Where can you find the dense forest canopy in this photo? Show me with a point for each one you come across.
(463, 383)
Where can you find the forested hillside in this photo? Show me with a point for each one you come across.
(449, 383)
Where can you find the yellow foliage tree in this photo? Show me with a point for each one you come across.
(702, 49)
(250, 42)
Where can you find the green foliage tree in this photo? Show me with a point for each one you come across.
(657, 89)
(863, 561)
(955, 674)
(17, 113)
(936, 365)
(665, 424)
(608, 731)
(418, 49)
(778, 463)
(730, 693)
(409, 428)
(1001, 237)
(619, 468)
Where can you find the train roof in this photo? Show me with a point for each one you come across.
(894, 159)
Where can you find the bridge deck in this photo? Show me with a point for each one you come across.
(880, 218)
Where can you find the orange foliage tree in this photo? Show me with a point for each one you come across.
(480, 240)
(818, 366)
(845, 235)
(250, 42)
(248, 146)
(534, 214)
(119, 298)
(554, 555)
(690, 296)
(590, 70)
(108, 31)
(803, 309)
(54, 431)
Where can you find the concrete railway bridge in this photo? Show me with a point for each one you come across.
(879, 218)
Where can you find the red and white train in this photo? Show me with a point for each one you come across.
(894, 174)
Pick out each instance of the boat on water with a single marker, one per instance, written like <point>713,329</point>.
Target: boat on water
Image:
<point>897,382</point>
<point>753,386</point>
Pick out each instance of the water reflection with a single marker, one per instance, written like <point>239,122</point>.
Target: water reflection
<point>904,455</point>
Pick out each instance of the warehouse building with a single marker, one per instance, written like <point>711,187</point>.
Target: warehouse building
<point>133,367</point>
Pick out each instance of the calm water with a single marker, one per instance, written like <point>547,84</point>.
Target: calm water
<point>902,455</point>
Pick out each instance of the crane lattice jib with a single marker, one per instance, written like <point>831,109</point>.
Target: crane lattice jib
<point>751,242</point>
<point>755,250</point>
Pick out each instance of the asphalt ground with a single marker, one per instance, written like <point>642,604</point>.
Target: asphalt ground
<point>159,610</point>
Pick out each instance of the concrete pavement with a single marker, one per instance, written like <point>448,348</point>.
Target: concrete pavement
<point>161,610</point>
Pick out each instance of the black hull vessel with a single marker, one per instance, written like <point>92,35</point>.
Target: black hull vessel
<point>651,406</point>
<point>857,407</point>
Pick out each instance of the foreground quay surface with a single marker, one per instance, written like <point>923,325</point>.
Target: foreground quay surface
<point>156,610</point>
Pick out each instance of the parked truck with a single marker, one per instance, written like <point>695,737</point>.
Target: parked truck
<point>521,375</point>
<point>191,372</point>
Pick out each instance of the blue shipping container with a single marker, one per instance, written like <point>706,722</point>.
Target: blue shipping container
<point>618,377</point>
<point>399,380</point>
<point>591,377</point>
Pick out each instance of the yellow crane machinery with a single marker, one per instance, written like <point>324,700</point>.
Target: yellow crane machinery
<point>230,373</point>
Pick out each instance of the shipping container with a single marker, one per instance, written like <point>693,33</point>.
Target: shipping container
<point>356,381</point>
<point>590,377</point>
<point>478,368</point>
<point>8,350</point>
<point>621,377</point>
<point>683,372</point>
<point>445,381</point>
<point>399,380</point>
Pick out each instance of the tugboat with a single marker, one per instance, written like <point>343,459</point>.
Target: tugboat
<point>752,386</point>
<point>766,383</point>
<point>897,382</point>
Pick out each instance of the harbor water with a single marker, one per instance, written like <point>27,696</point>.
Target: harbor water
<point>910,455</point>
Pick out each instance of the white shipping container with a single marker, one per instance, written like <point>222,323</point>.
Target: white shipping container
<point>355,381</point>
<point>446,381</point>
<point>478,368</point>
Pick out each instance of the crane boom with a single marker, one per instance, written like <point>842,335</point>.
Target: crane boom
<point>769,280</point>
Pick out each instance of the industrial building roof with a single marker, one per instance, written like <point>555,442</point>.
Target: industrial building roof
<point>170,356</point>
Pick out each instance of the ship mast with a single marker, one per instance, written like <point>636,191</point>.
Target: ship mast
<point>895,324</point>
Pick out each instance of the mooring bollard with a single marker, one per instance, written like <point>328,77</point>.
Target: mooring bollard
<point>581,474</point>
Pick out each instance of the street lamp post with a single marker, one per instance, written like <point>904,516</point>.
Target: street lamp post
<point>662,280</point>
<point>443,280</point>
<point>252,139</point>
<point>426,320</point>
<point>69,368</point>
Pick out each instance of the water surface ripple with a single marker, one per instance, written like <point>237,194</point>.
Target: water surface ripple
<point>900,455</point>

**YOUR INSTRUCTIONS:** Retype the records above, but only those lines that fall between the line containing "Pick out each instance of the water reflection" and the line containing "Pick out each instance of the crane lattice", with both of those lines included, exactly as written.

**RESULT FOR THIS TASK:**
Pick out each instance of the water reflection with a single marker, one per instance, written like <point>239,122</point>.
Target: water reflection
<point>904,455</point>
Pick out each instance of the warehouse building with a single marker, one per instance, written like <point>711,187</point>.
Target: warehouse building
<point>133,367</point>
Pick out each instance of the calm water with a single marker, one per instance, written like <point>547,84</point>.
Target: calm water
<point>902,455</point>
Pick out each instance of the crane lattice jib with a single marker, one per instance, written like <point>831,109</point>.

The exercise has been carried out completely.